Martel shoots the proceedings as if it's a waking dream, one of those dreams you know it's a dream but still can't do anything about it - the disorientation, the vague emotions, the observation of oneself in an otherworldly situation. It's a film low on style with Martel concentrating solely on Vero throughout and the inner workings of her mind. For the majority of the running time, the audience is just an observer wondering what will happen next, when she will snap, etc, but then Martel presents Vero from the back or side on. It's a clever little tactic because since we can't see her face, Martel is urging the audience to put ourselves in Vero's position, to think as she thinks, to feel as she feels. It works. A film that's stripped back on style, Martel is only concerned with telling the story and not drawing attention to herself.

● **Data provided**:
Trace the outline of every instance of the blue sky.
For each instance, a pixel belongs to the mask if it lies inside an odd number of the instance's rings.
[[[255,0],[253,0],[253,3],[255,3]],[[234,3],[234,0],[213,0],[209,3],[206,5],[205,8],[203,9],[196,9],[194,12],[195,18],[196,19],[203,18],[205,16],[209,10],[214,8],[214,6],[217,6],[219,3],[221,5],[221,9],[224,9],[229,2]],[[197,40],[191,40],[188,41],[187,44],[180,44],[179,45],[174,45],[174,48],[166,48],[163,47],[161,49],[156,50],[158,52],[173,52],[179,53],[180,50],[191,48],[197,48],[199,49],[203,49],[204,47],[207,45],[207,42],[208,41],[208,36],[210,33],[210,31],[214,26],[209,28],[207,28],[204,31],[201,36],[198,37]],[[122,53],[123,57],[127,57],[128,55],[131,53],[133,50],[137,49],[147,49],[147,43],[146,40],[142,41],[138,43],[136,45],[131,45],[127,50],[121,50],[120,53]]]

● **Problems to solve**:
1. Render this sentence from the review of Martel's film in Spanish: "It's a film low on style with Martel concentrating solely on Vero throughout and the inner workings of her mind."
2. Carry the review of Martel's film forward with one more paragraph, starting right after its last sentence.

● **Written answers**:
1. Es una película de poco estilo, en la que Martel se concentra únicamente en Vero a lo largo de todo el metraje y en el funcionamiento interno de su mente.

2.
But is The Headless Woman subtle or dull? To be honest, it's a bit of both. Despite the story lacking a narrative thrust, there is a certain energy and tension to the plot as we're just waiting for Vero to snap. But the waiting, after a time, begins to grate and the film peters out, preferring instead to stick to its arthouse principles rather than boast a climax worthy of the build up. It may be short at 87 minutes, but The Headless Woman still feels padded. There are two sub plots - Vero is having an affair with her friend's husband and his daughter is in love with her - but neither go anywhere. It's tough too to figure out who is who and how they are related to each other - Martel refuses to pin down anything in her film and it suffers because of it.